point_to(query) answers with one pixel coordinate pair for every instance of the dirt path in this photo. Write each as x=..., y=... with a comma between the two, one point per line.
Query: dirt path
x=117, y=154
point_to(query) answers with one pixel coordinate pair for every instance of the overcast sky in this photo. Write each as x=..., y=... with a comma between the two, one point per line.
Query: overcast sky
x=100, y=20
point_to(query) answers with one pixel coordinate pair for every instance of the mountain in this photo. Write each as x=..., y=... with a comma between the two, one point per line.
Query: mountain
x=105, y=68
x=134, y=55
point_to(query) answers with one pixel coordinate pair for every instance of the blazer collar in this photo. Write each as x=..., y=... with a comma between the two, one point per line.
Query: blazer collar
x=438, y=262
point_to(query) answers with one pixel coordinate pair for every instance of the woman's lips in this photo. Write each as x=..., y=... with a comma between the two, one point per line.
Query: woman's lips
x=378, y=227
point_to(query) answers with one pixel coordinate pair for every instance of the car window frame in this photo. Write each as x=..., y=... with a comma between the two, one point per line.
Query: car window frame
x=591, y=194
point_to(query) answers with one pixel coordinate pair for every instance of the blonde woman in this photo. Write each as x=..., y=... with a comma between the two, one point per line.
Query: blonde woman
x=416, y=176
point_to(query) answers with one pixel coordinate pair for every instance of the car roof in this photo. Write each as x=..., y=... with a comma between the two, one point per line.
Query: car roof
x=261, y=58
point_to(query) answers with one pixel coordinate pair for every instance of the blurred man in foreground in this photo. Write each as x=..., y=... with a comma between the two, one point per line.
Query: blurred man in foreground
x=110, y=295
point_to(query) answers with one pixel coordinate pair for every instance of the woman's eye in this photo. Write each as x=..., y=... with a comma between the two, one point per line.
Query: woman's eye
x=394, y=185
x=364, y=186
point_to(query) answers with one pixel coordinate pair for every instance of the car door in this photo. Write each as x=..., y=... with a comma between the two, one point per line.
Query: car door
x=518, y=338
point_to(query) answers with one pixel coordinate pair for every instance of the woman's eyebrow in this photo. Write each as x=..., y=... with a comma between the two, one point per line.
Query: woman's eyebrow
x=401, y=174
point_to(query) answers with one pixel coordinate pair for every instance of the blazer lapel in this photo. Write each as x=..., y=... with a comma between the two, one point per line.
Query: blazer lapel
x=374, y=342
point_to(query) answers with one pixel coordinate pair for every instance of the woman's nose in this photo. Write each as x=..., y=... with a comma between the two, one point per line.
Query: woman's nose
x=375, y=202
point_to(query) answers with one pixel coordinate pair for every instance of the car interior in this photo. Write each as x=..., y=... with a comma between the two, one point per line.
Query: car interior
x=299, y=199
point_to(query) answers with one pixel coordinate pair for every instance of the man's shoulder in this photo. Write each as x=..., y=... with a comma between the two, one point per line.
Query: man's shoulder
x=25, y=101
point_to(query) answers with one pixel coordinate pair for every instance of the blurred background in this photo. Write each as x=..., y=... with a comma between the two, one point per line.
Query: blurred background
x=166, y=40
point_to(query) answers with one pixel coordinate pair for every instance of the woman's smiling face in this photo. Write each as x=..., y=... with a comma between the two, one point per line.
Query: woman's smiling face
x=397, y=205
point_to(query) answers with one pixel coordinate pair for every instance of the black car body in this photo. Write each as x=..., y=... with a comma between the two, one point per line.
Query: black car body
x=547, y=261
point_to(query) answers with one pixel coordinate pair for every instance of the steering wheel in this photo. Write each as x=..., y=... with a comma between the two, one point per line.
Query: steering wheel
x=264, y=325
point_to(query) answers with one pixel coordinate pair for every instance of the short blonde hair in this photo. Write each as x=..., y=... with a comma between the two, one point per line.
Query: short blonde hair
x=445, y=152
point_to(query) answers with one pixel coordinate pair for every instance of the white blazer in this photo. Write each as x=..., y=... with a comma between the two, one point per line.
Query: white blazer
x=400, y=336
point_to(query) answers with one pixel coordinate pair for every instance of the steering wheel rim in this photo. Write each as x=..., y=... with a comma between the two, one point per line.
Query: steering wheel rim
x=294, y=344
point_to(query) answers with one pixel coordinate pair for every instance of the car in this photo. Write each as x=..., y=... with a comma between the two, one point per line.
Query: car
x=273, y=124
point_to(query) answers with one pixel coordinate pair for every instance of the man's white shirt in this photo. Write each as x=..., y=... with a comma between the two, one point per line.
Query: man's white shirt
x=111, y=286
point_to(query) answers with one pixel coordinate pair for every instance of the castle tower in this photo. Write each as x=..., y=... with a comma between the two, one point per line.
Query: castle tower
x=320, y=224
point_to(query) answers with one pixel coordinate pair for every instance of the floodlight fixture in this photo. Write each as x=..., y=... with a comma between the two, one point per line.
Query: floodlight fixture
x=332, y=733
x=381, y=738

-----

Task. All entries above are to be transcribed verbatim.

Expected answer.
point_to(query) answers with one pixel coordinate pair for every instance of the dirt path in this photo. Write each as x=..., y=... with a comma between the two, one point per line.
Query: dirt path
x=117, y=154
point_to(query) answers with one pixel coordinate pair for every instance of the overcast sky in this photo. Write each as x=..., y=... with a comma between the two, one point per line.
Query: overcast sky
x=100, y=20
point_to(query) answers with one pixel coordinate pair for every instance of the mountain in this photo. Write each as x=..., y=... with a comma between the two, one point per line.
Query: mountain
x=105, y=68
x=134, y=55
point_to(query) answers with one pixel coordinate pair for every instance of the blazer collar in this photo. Write each as x=..., y=... with a comma between the two, one point per line.
Query: blazer collar
x=438, y=262
point_to(query) answers with one pixel coordinate pair for every instance of the woman's lips in this photo. Write each as x=..., y=... with a comma between the two, one point per line.
Query: woman's lips
x=378, y=227
point_to(query) answers with one pixel coordinate pair for every instance of the car window frame in this photo. Write each as x=..., y=... with a comma between the two, one point per line.
Query: car window frame
x=591, y=194
point_to(query) answers with one pixel coordinate pair for every instance of the blonde woman in this photo. Write each as x=..., y=... with a comma between the two, one point per line.
Query: blonde woman
x=416, y=176
point_to(query) answers with one pixel coordinate pair for every instance of the car roof in this photo. Write each as x=..., y=... with a comma between the two, one point per line.
Query: car roof
x=261, y=58
point_to(query) answers with one pixel coordinate pair for every instance of the blurred man in foreground in this photo. Write each as x=..., y=... with a comma between the two, one point per line.
Query: blurred man in foreground
x=110, y=295
point_to(query) answers with one pixel coordinate pair for every instance of the woman's eye in this photo. Write each as x=..., y=... with a comma between the two, one point per line.
Query: woman's eye
x=394, y=185
x=364, y=186
point_to(query) answers with one pixel coordinate pair for every instance of the car door in this photo. Write each as x=..., y=... with a comma between the two, one point per line.
Query: car door
x=518, y=338
point_to(query) answers with one pixel coordinate pair for every instance of the woman's eyebrow in this photo. Write each as x=..., y=... with a comma between the two, one point per line.
Query: woman's eyebrow
x=401, y=174
point_to(query) answers with one pixel coordinate pair for every instance of the blazer lapel in this photo. Write each as x=..., y=... with a comma between the two, one point per line.
Query: blazer lapel
x=374, y=342
point_to(query) answers with one pixel coordinate pair for every instance of the woman's nose in this photo. Write each as x=..., y=... with a comma between the two, one point per line.
Query: woman's nose
x=375, y=202
point_to(query) answers with one pixel coordinate pair for every instance of the car interior in this photo. Write each as x=..., y=... with a comma between the two, one point per line.
Query: car interior
x=299, y=199
point_to(query) answers with one pixel coordinate pair for every instance of the man's shoulder in this photo. Write each as x=..., y=... with a comma between the two, one point per line.
Query: man's shoulder
x=25, y=101
point_to(query) answers with one pixel coordinate pair for every instance of the blurred background in this photo. Write each as x=..., y=... with a comma between the two, one point per line.
Query: blurred background
x=166, y=40
point_to(query) answers with one pixel coordinate pair for every instance of the woman's smiling face in this photo. Write each as x=..., y=... with a comma between the two, one point per line.
Query: woman's smiling face
x=397, y=205
point_to(query) answers with one pixel coordinate pair for every instance of the black car body in this photo. Write each as x=..., y=... with a comma between the two, one point per line.
Query: black car body
x=547, y=261
point_to(query) answers with one pixel coordinate pair for every instance of the steering wheel in this photo. Write each as x=..., y=... with a comma between the two, one point per line.
Query: steering wheel
x=264, y=325
point_to(query) answers with one pixel coordinate pair for every instance of the short blonde hair in this photo. Write each as x=..., y=... with a comma between the two, one point per line.
Query: short blonde hair
x=445, y=152
point_to(query) answers with one pixel coordinate pair for every instance of the white blazer in this photo. Write each as x=..., y=... with a comma between the two, one point per line.
Query: white blazer
x=400, y=336
point_to(query) answers with one pixel coordinate pair for every instance of the steering wheel rim in this photo. Write each as x=..., y=... with a comma between the two, one point per line.
Query: steering wheel rim
x=294, y=344
point_to(query) answers with one pixel coordinate pair for every instance of the car in this photo. Write each as x=..., y=... with a comma between the two, one point per line.
Query: car
x=273, y=124
point_to(query) answers with one pixel coordinate pair for every instance of the man's white shirt in this photo. Write each as x=..., y=... with a comma between the two, one point per line.
Query: man's white shirt
x=111, y=286
point_to(query) answers with one pixel coordinate pair for every instance of the castle tower in this photo. Write each as x=..., y=... with a comma between the two, one point per line.
Query: castle tower
x=320, y=224
point_to(query) answers with one pixel coordinate pair for every instance of the floodlight fixture in this photo. Write each as x=..., y=... with a comma between the two, one point per line.
Query: floodlight fixture
x=332, y=733
x=381, y=738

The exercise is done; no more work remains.